[Pointing dataset records]
════════

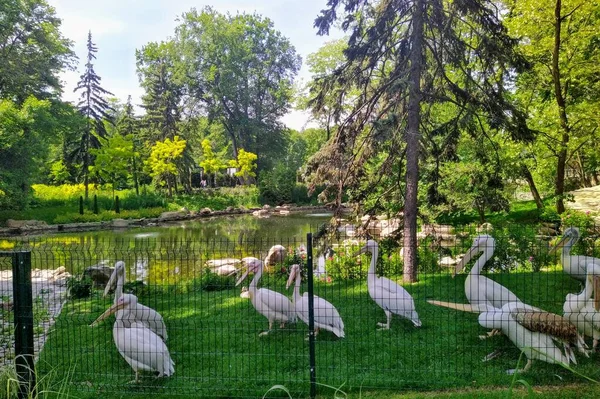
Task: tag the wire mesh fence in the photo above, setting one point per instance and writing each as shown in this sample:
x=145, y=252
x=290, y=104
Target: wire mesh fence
x=218, y=332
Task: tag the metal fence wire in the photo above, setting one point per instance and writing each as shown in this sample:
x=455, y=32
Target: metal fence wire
x=218, y=342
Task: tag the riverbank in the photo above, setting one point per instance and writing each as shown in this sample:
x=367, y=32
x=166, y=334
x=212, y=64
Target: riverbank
x=33, y=227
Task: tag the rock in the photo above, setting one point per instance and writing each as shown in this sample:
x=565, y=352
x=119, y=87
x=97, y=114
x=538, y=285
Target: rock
x=120, y=223
x=99, y=274
x=172, y=215
x=276, y=254
x=12, y=223
x=215, y=263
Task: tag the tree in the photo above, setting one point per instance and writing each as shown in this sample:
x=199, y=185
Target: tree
x=95, y=109
x=404, y=57
x=240, y=72
x=32, y=49
x=157, y=72
x=128, y=126
x=24, y=132
x=113, y=160
x=210, y=163
x=562, y=89
x=163, y=161
x=246, y=165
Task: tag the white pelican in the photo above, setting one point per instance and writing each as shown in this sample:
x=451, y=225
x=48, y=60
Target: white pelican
x=479, y=289
x=273, y=305
x=134, y=312
x=583, y=311
x=325, y=314
x=533, y=332
x=390, y=296
x=573, y=265
x=139, y=346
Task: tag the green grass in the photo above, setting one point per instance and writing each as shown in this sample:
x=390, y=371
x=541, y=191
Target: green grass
x=215, y=344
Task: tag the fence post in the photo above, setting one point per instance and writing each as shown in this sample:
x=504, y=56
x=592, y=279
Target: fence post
x=311, y=319
x=23, y=309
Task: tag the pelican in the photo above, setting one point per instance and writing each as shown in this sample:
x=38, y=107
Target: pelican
x=481, y=290
x=276, y=254
x=573, y=265
x=583, y=311
x=139, y=346
x=390, y=296
x=534, y=331
x=326, y=315
x=273, y=305
x=134, y=312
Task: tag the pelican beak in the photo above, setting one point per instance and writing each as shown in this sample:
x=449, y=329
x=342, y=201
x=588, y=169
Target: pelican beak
x=561, y=243
x=463, y=262
x=597, y=293
x=291, y=278
x=243, y=277
x=111, y=283
x=360, y=251
x=108, y=312
x=464, y=307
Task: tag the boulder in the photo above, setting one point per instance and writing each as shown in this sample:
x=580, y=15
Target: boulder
x=25, y=223
x=120, y=223
x=172, y=215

════════

**What you need to do:**
Please reproduce the stretch from the line containing "Task: tag the boulder" through the end of the records, both ends included, with every line kept and each answer coordinate scaled by 2 and rounded to a whole number, halves going up.

**Exercise solution:**
Task: tag the boulder in the photo above, setting one point per instance and writing each as shown in this sample:
x=580, y=15
Target: boulder
x=50, y=446
x=240, y=446
x=344, y=430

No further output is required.